▶ **ИЗБРАННЫЙ ФРАГМЕНТ**:
--- --- ---

КНР стала мировой державой, но мало кто обсуждает, как ей это удалось и что же это означает. Многие утверждают, что Китай экспортирует — даже навязывает — свою модель развития. Однако его влияние разрастается еще и благодаря подходу китайских компаний к сотрудничеству с региональными игроками и институтами, который учитывает местные традиции, нормы и практики.

Благодаря щедрому многолетнему гранту Фонда Форда исследовательский центр Карнеги начал инновационное исследование стратегий, применяемых Китаем в семи регионах мира — Африке, Центральной Азии, Латинской Америке, Тихоокеанском регионе, Юго-Восточной Азии, а также на Ближнем Востоке и в Северной Африке. Сочетая исследовательские и стратегические подходы, этот проект анализирует сложные процессы, включая, например, то, как китайские компании приспосабливаются к трудовому законодательству в странах Латинской Америки, банки и фонды из КНР изучают традиционные исламские финансовые и кредитные инструменты в Юго-Восточной Азии и на Ближнем Востоке, а китайские фирмы помогают специалистам в Центральной Азии с повышением квалификации. Подобные стратегии, учитывающие при работе именно особенности каждого из регионов, зачастую выпадают из поля зрения западных политиков.

Основная цель проекта — улучшить понимание и повысить качество дискуссий о роли КНР в мире, а также стимулировать выработку инновационных подходов, которые помогли бы региональным игрокам эффективнее использовать китайские ресурсы для развития своих государств и экономик. Запад же мог бы извлечь из этого уроки для реализации собственных проектов по всему миру, прежде всего в развивающихся странах. Кроме того, расширение знаний о богатом китайском опыте пойдет на пользу политикам из самой КНР и, возможно, поспособствует уменьшению противоречий.

--- --- ---

▶ **ДАННЫЕ ДЛЯ ПРОВЕРКИ**:
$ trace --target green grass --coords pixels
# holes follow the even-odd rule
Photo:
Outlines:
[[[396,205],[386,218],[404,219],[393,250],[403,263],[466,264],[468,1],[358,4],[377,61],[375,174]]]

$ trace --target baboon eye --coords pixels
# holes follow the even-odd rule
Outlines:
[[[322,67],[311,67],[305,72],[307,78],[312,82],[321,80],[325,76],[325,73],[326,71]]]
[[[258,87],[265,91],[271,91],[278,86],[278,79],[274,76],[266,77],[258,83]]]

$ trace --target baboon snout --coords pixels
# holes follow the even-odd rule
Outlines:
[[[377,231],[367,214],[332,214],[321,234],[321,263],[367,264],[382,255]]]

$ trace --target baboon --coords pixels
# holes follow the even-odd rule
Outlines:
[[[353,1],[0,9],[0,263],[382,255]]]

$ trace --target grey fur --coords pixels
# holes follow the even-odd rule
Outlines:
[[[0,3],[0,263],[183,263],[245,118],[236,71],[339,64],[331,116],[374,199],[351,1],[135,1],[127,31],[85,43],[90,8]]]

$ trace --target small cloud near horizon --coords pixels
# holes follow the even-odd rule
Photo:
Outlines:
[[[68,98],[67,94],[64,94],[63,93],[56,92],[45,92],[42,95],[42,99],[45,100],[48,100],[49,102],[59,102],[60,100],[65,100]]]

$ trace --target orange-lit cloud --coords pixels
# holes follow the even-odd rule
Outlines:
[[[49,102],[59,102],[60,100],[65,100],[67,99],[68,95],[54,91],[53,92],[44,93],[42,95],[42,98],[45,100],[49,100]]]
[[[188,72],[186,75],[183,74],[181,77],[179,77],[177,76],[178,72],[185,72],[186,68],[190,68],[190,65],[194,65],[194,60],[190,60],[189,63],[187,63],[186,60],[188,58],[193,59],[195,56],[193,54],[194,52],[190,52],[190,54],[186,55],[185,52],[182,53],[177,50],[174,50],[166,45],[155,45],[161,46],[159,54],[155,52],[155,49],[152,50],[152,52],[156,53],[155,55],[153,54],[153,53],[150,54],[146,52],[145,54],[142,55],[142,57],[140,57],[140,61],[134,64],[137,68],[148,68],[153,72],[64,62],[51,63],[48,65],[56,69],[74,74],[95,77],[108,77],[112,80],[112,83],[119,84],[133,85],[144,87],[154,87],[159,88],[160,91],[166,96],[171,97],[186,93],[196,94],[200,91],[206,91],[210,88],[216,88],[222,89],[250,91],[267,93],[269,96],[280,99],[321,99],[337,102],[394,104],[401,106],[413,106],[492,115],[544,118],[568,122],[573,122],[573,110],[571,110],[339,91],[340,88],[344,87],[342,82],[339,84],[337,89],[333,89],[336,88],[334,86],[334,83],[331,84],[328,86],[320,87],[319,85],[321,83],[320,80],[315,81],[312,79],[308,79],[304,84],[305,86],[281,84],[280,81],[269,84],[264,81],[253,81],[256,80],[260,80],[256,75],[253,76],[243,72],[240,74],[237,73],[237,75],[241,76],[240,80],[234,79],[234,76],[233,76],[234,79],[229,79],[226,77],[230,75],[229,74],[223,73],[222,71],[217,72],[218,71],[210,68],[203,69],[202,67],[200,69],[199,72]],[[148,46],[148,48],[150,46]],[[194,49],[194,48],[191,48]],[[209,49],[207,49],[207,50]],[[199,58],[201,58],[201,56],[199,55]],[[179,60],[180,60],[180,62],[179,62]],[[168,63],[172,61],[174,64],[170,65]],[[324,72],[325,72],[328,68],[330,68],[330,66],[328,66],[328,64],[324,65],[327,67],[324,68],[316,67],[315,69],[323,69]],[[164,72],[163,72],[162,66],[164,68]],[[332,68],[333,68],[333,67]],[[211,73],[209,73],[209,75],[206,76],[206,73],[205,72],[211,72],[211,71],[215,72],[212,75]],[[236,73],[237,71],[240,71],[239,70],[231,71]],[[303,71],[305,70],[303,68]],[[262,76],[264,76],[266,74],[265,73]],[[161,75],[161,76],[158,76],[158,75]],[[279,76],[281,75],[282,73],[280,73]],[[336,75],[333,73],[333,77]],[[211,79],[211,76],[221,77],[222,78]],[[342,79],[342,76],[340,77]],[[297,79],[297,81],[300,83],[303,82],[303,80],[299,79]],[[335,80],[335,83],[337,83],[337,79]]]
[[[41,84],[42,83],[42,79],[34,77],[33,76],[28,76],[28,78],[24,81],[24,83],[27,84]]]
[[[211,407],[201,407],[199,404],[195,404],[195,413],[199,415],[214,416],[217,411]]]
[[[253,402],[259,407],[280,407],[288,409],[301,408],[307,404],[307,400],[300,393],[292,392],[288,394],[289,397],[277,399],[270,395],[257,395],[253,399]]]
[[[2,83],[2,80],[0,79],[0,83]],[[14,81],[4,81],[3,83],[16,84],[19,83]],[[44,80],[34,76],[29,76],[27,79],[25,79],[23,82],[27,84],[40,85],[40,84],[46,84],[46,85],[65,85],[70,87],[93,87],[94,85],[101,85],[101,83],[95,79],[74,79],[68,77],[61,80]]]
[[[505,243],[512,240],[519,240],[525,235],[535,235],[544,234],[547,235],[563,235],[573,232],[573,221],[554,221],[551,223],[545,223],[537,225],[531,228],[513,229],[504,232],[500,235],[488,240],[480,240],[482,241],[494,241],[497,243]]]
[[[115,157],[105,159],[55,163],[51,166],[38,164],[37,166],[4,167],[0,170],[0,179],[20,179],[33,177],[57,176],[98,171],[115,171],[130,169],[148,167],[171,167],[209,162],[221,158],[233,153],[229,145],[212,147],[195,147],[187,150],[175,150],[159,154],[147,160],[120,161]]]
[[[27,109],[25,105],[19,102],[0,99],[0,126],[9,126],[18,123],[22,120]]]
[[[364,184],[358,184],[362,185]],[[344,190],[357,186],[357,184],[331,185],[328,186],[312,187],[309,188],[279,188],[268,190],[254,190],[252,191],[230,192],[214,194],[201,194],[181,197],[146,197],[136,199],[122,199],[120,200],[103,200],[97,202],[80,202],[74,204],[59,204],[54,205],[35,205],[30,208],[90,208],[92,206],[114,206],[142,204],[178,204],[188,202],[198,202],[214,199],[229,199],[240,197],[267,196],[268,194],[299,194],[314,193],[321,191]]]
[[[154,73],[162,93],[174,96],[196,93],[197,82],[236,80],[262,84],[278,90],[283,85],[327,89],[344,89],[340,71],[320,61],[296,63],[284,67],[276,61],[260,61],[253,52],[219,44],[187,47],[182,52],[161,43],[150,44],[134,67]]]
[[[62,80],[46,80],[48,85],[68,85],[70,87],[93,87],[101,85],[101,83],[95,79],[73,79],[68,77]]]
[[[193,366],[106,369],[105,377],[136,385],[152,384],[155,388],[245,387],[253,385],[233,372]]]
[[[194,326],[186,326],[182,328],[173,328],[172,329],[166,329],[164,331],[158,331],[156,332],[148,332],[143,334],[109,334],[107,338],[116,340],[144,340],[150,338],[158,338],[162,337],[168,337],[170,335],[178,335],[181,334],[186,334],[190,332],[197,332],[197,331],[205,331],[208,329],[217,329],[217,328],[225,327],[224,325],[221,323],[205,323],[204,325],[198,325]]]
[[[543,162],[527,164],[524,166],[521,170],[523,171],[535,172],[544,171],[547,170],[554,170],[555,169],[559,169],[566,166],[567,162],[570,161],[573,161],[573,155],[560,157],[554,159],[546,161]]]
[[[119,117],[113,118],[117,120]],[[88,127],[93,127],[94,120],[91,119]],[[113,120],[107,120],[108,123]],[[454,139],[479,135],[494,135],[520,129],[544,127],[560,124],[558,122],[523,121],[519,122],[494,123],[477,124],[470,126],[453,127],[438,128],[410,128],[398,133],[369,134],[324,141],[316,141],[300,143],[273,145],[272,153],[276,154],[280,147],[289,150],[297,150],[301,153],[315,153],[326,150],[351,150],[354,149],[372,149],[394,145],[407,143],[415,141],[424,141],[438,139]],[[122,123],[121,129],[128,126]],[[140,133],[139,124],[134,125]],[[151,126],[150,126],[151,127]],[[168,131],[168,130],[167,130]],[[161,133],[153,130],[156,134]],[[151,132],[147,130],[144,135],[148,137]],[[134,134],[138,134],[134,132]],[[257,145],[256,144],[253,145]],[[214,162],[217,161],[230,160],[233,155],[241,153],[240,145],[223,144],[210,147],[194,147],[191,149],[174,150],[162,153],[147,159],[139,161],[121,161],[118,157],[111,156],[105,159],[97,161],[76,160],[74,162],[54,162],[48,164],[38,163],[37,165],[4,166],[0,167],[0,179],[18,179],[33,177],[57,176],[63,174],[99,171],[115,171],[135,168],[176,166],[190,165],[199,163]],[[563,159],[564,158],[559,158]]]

--- --- ---

▶ **ВОПРОСЫ ПО МАТЕРИАЛУ**:
1. Перепишите дословно часть фрагмента от «КНР стала мировой» до «нормы и практики.».
2. Чей грант, согласно фрагменту, позволил исследовательскому центру Карнеги начать исследование стратегий Китая?
3. Переведите на английский язык предложение из фрагмента: «Подобные стратегии, учитывающие при работе именно особенности каждого из регионов, зачастую выпадают из поля зрения западных политиков».

▶ **ОТВЕТЫ ПО ЗАДАНИЯМ**:
1.
КНР стала мировой державой, но мало кто обсуждает, как ей это удалось и что же это означает. Многие утверждают, что Китай экспортирует — даже навязывает — свою модель развития. Однако его влияние разрастается еще и благодаря подходу китайских компаний к сотрудничеству с региональными игроками и институтами, который учитывает местные традиции, нормы и практики.

2. Фонда Форда.

3. Such strategies, which take into account the specific features of each region in their work, often escape the attention of Western policymakers.